• Request 1
List every publishing company named in the article about The Man from Barbarossa.
• Request 2
According to the article about The Man from Barbarossa, which of John Gardner's James Bond novels was it in order?
• Request 3
Carry on the article about The Man from Barbarossa, starting after its final sentence.

• Document
● ● ● ● ●

The Man from Barbarossa
From Wikipedia, the free encyclopedia
Jump to: navigation, search

The Man from Barbarossa
ManFromBarbarossa.jpg
Hodder & Stoughton British hardcover edition.

Author
John Gardner
Country
United Kingdom
Language
English
Series
James Bond
Genre
Spy fiction
Publisher
Hodder & Stoughton

Publication date
 1991
Media type
Print (Hardcover and Paperback)
ISBN
ISBN 0-340-53124-X
OCLC
56651059
The Man from Barbarossa, first published in 1991, was the eleventh novel by John Gardner featuring Ian Fleming's secret agent, James Bond. Carrying the Glidrose Publications copyright, it was first published in the United Kingdom by Hodder & Stoughton and in the United States by Putnam.
More so than any previous Bond novel, The Man from Barbarossa acknowledges then-current world events. The story begins in January 1991 just prior to the end of the Persian Gulf War, and later includes a description of the early stage of the war against Iraq. Gardner also predicted that hardliners within the Soviet Union might attempt a coup against the government, which did occur later in 1991 but under different circumstances. The book also strongly suggests that the Cold War was soon to end, which did occur that year in December.
John Gardner has stated on many occasions that of the 007 novels he wrote, this is his favourite because it was different and had a more creative approach than all his previous attempts. Additionally, Gardner believes that of all his novels, this was also Glidrose's favourite as well, although the American publishers took a strong disliking to it.[1] Critics had a mixed reaction with many feeling it was one of Gardner's lesser Bond novels.

● ● ● ● ●

[Entries from a pointing dataset]
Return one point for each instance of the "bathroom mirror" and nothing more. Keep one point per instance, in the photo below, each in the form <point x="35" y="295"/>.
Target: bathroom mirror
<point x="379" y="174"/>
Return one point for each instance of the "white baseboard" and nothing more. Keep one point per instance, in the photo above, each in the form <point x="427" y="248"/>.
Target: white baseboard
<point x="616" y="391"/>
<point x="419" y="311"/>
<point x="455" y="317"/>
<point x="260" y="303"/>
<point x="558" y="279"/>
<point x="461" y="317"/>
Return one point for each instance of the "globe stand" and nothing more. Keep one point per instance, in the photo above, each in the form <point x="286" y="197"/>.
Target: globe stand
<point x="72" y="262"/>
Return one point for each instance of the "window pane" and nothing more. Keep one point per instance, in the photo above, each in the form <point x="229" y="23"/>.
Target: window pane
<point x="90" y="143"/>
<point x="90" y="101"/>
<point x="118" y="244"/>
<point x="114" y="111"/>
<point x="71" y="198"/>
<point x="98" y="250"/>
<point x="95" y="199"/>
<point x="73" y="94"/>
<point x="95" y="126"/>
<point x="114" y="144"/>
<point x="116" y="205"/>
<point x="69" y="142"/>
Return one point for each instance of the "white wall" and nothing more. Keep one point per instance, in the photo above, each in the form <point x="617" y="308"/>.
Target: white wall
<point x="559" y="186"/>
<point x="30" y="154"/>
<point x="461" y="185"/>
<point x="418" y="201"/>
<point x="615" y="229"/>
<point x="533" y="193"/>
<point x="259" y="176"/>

● ● ● ● ●

• Written response 1
Hodder & Stoughton, Putnam, Glidrose Publications

• Written response 2
It was his eleventh James Bond novel.

• Written response 3
Contents  [hide]
1 Plot summary
2 Characters
3 Publication history
4 See also
5 References

Plot summary[edit]
The Man from Barbarossa begins with a prelude that includes some background information on the Nazi invasion of the Soviet Union codenamed Operation Barbarossa, the massacre at Babi Yar that occurred not long after, and information on Josif Voronstov, a fictional character said to be a deputy of real-life Paul Blobel who was primarily responsible for the massacre.
When the story begins, an elderly American living in New Jersey is kidnapped by a Russian terrorist group called the "Scales of Justice". The man, Joel Penderek, was captured under the belief that he is Josif Voronstov, the war criminal partially responsible for the massacre at Babi Yar. The group demands the Soviet government put the man on trial for his crimes, and begins murdering government officials when leaders refuse and are slow to react. The situation is slightly more complicated as the CIA and the Mossad believe Voronstov to be a man located in Florida who they had under surveillance.
Captain James Bond is partnered with an Israeli Mossad agent, Pete Natkowitz, and two agents from the French Secret Service, Henri Rampart and Stephanie Adoré. They are assigned to work with Bory Stepakov and his assistant Nina Bibikova from the KGB to infiltrate the Scales of Justice posing as a TV crew so as to discover their real motive. Accomplishing this, they learn that the group plans to sabotage perestroika and supply Iraq with nuclear weapons before the United Nations-led coalition invades.
The man behind the Scales of Justice, General Yevgeny Yuskovich, is a cousin of Josif Voronstov who is identified as Joel Penderek. The trial was staged in order to shift focus away from Yuskovich's other plans.
Characters[edit]
James Bond
M
Bill Tanner
Miss Moneypenny
Josif Voronstov: Deputy to Paul Blobel, the instigator of the massacre at Babi Yar. Said to have driven the victims to their deaths. Is actually Joel Penderek who is captured in Hawthorne, New Jersey by the Scales of Justice. Voronstov is put on a mock trial where it is discovered he is the cousin of General Yevgeny Yuskovich.
General Yevgeny Yuskovich: Yuskovich is the leader of the Scales of Justice and the primary villain of the novel. He attempts to sabotage perestroika and supply Iraq with nuclear arms.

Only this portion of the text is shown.